→ AIM 1: According to the passage about the Zengo test kitchen, how often do chefs from the Zengo locations gather to brainstorm the next test kitchen?
→ AIM 2: Echo the part of the passage about the Zengo test kitchen between "Some dishes from" and "familiar to them.", inclusive.
→ AIM 3: Carry on the passage about the Zengo test kitchen from where it stops.

→ TEXT TO READ:
________________________

But Chef Bartlett says the chefs are careful not to force flavors together that don’t belong. Some TK items, like the Achiote Mahi Mahi Tostadas, were almost entirely Mexican in nature, while the Rhode Island Squid was pure Korean.
“But if [the cuisines] happen to come together—beautiful. Like the kimchee and tofu soup—the flavor profile is a match made in heaven.”
A few times each year, chefs from each of the Zengo locations gather to brainstorm the next test kitchen.
“For three or four days we’ll come together to cook, eat a lot, draft between eight and 10 menu items, and then we’ll pick the best ones,” he says.
Some dishes from the test kitchens might transition to what Chef Bartlett calls the core menu, or the perennial favorites. The test kitchen items have also continually evolved in format, from a separate menu to a mix of large and small plates, more recently veering to small plates because guests seem to prefer them. Guests also appreciate street food options, particularly in a form already familiar to them.

________________________

→ LISTED RECORDS:
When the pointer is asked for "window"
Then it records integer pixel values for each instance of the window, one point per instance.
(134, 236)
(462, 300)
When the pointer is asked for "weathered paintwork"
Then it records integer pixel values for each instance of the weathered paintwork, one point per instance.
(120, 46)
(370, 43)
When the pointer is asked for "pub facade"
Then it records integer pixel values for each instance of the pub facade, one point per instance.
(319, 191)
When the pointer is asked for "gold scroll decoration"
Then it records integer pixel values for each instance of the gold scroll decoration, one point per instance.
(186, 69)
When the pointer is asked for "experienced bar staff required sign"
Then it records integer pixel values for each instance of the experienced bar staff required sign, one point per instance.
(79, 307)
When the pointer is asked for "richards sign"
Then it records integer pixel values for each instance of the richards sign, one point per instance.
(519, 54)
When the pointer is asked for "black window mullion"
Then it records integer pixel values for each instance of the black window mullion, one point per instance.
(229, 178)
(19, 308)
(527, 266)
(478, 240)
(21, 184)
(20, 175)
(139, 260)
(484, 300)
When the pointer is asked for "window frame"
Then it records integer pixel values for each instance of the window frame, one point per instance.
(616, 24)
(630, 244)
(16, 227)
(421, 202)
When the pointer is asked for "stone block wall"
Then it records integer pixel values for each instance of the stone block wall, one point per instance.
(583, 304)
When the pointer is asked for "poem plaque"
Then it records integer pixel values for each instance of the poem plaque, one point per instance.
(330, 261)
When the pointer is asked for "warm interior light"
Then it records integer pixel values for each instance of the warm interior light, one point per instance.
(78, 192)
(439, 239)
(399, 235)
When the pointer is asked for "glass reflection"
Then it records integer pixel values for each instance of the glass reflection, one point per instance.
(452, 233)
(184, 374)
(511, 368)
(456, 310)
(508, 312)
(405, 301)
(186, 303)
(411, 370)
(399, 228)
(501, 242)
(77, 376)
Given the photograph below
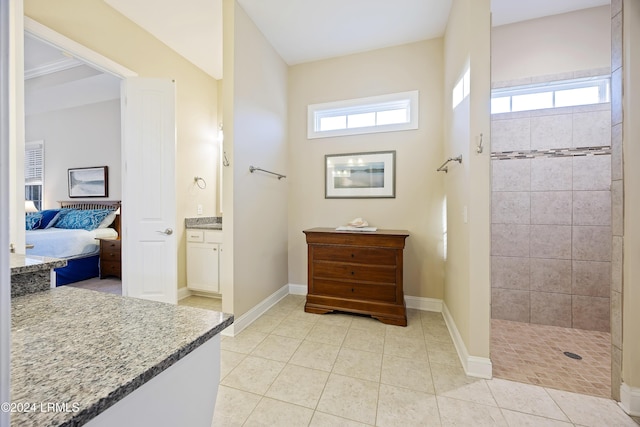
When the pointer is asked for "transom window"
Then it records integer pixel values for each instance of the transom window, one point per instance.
(566, 93)
(385, 113)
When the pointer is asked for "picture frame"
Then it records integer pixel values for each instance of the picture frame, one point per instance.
(360, 175)
(89, 182)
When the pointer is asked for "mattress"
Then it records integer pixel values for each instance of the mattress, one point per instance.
(65, 243)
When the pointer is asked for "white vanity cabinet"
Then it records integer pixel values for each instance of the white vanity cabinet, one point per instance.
(203, 260)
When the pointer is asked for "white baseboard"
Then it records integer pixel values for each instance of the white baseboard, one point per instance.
(424, 304)
(473, 366)
(630, 399)
(183, 293)
(240, 323)
(297, 289)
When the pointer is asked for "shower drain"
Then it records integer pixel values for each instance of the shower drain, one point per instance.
(572, 355)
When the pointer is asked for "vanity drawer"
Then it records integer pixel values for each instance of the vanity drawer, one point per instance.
(354, 254)
(195, 236)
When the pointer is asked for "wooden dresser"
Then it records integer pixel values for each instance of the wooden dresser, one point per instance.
(357, 272)
(110, 262)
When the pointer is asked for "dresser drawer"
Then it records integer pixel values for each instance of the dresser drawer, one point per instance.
(375, 256)
(358, 291)
(355, 272)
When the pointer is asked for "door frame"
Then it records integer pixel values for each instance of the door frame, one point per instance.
(83, 53)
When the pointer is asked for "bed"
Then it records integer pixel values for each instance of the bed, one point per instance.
(71, 232)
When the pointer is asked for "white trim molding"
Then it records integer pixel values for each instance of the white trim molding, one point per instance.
(297, 289)
(424, 304)
(240, 323)
(75, 49)
(473, 366)
(630, 399)
(183, 293)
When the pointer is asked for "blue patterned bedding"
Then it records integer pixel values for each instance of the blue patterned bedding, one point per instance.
(65, 243)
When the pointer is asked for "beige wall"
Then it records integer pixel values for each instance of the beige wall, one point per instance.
(77, 137)
(99, 27)
(562, 43)
(417, 206)
(255, 124)
(631, 148)
(467, 186)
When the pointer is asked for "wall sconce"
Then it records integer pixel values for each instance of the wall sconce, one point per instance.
(29, 206)
(220, 134)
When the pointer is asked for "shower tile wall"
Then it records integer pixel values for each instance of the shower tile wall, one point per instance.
(551, 217)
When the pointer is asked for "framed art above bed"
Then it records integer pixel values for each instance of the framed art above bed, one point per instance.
(89, 182)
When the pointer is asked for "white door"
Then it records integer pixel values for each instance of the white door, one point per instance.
(149, 247)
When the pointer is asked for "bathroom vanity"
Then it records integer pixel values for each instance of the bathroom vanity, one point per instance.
(80, 357)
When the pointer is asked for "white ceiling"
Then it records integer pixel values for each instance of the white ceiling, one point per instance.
(309, 30)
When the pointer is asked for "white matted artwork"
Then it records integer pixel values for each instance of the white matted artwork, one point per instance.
(360, 175)
(89, 182)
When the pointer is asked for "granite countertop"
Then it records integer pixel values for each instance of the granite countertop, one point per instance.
(88, 349)
(206, 226)
(28, 264)
(204, 223)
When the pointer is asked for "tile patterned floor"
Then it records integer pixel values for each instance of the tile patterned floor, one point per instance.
(534, 354)
(111, 285)
(291, 368)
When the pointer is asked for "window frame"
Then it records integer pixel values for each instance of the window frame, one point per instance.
(34, 146)
(372, 104)
(603, 83)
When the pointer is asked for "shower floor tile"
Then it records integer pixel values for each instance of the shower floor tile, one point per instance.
(533, 354)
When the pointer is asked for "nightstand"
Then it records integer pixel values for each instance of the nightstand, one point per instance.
(110, 258)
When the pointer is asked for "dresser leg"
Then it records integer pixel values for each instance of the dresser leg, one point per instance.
(316, 310)
(397, 321)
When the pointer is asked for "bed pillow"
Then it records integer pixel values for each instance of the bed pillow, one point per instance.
(47, 217)
(108, 220)
(33, 220)
(77, 219)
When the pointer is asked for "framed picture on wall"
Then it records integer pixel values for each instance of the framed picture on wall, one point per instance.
(360, 175)
(89, 182)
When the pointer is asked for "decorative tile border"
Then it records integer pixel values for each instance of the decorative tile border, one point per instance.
(553, 152)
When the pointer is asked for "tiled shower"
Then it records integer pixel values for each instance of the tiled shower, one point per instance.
(551, 216)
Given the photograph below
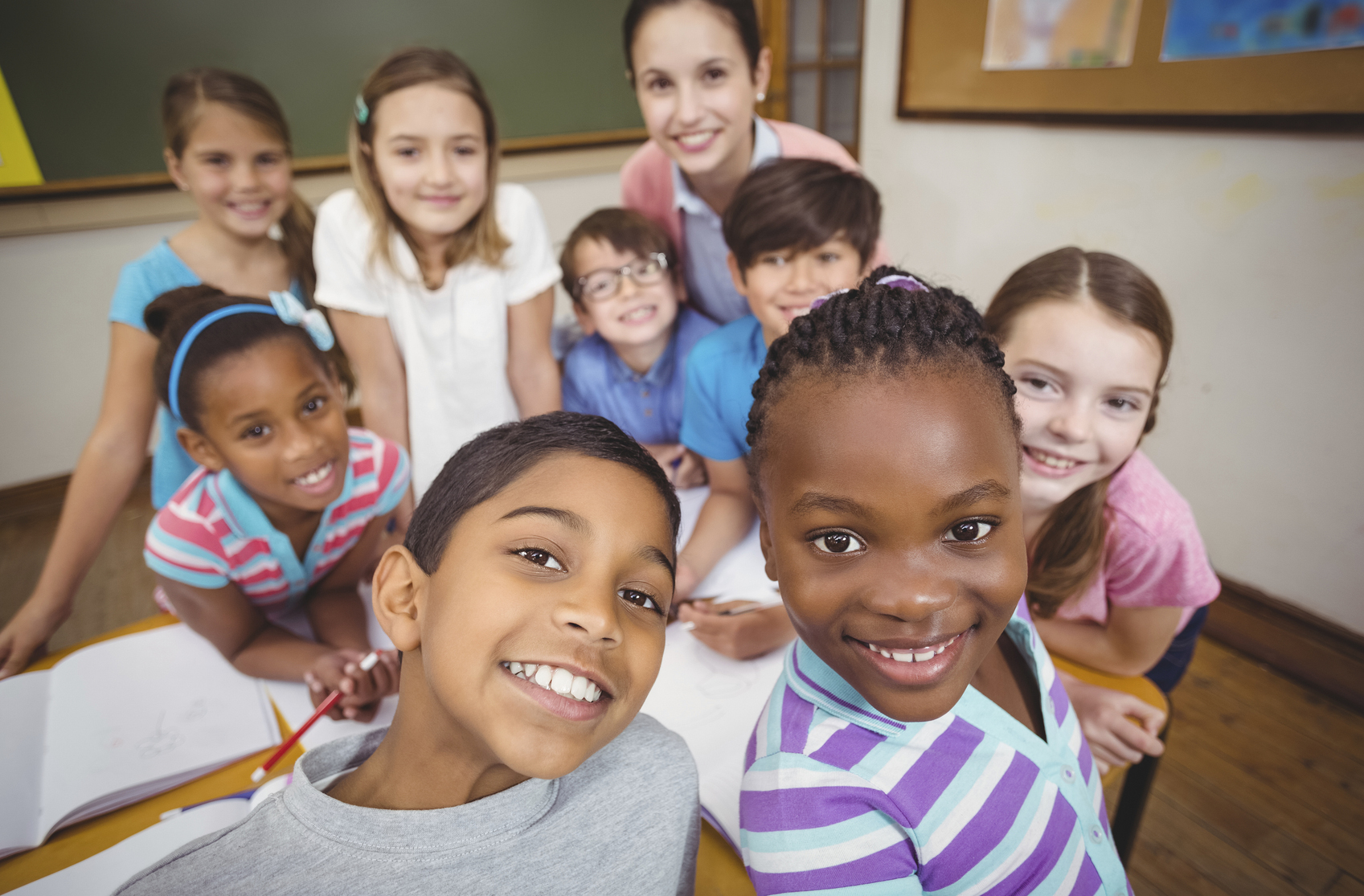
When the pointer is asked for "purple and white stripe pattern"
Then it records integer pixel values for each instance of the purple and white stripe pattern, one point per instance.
(841, 798)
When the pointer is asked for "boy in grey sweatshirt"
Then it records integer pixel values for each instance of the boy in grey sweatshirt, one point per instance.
(530, 600)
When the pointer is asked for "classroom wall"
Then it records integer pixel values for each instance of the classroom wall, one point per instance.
(55, 293)
(1258, 243)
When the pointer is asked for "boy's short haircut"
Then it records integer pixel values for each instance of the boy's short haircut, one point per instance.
(800, 203)
(626, 231)
(497, 457)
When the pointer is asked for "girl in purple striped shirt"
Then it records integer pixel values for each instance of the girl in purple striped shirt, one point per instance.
(918, 739)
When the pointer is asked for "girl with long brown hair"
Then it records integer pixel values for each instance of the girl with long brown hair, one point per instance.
(1117, 576)
(440, 279)
(227, 145)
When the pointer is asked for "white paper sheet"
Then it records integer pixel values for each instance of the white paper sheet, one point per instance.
(708, 698)
(739, 575)
(125, 719)
(23, 708)
(105, 872)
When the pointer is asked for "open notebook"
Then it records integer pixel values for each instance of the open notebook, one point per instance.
(117, 722)
(708, 698)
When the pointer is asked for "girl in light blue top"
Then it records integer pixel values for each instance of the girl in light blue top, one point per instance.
(227, 145)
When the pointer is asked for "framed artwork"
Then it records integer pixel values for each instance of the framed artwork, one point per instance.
(1100, 62)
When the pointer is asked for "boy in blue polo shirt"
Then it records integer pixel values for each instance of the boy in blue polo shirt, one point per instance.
(626, 285)
(797, 229)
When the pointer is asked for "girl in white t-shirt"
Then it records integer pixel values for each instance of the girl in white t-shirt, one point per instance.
(440, 280)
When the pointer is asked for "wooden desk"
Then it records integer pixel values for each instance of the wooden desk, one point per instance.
(80, 841)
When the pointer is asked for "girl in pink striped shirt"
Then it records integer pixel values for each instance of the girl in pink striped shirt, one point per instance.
(1119, 579)
(287, 510)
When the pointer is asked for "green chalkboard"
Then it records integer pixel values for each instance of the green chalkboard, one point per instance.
(86, 76)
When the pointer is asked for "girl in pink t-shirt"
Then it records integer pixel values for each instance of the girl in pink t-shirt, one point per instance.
(1119, 579)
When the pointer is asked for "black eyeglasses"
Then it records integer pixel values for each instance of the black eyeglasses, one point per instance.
(602, 285)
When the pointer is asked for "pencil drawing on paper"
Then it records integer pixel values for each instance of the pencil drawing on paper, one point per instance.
(162, 741)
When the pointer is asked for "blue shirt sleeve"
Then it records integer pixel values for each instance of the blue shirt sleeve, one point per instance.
(702, 409)
(577, 399)
(131, 297)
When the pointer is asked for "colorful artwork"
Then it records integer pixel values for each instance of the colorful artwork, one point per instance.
(1022, 35)
(18, 166)
(1213, 29)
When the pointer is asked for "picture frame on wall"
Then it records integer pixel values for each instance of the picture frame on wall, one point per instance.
(943, 76)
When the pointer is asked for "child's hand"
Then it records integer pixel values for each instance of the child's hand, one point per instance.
(689, 471)
(1120, 727)
(25, 639)
(743, 636)
(362, 690)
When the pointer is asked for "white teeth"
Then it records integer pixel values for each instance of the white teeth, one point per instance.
(315, 477)
(1052, 460)
(915, 657)
(561, 681)
(694, 139)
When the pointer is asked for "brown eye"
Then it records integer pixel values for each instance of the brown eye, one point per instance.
(838, 543)
(969, 531)
(540, 558)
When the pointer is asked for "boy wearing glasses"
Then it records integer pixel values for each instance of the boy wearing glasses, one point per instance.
(621, 270)
(797, 229)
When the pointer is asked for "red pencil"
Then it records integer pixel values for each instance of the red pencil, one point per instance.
(366, 665)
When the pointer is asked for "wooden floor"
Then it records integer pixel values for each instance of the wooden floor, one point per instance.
(1260, 790)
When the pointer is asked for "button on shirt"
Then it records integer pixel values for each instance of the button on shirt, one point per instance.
(838, 796)
(707, 273)
(647, 405)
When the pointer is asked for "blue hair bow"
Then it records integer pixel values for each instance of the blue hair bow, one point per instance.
(313, 321)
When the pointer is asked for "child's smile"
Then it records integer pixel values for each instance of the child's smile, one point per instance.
(891, 518)
(563, 689)
(277, 422)
(536, 640)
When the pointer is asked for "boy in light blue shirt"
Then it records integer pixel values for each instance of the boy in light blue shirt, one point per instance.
(621, 270)
(797, 229)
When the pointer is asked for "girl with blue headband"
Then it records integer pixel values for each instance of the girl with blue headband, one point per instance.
(287, 509)
(227, 146)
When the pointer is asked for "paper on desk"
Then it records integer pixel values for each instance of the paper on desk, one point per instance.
(105, 872)
(739, 575)
(125, 719)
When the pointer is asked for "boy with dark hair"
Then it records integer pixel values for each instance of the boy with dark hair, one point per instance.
(530, 602)
(798, 229)
(626, 285)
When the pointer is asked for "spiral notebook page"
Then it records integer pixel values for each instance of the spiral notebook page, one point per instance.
(125, 719)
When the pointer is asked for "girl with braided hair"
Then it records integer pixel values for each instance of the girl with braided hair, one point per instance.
(1119, 579)
(918, 738)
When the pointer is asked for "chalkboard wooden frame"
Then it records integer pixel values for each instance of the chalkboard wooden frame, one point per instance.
(969, 103)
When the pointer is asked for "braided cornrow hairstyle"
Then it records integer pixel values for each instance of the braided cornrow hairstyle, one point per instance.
(882, 329)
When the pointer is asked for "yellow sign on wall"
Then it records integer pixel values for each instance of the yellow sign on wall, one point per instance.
(18, 166)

________________________

→ WRITTEN RESPONSE 1: A few times each year.

→ WRITTEN RESPONSE 2:
Some dishes from the test kitchens might transition to what Chef Bartlett calls the core menu, or the perennial favorites. The test kitchen items have also continually evolved in format, from a separate menu to a mix of large and small plates, more recently veering to small plates because guests seem to prefer them. Guests also appreciate street food options, particularly in a form already familiar to them.

→ WRITTEN RESPONSE 3:
“We have tostadas on the menu, and a Mexican-style meatball—a couple of things that even though the end result is a bit wacky, it’s all about the vehicle so that guests can understand,” he says.
The menu is meant to be approachable, even though some exotic ingredients and combinations may be new to guests, like the chapulines (dried grasshoppers) that inspired Zengo chefs when they traveled to Mexico. Now, they attempt to source grasshoppers locally.
“Why go out of your way to find something that’s really bizarre if it’s going to sacrifice quality and freshness?” Chef Bartlett asks.
Even without grasshoppers, the test kitchens pull inspiration from two countries continents apart to keep guests wondering what is next.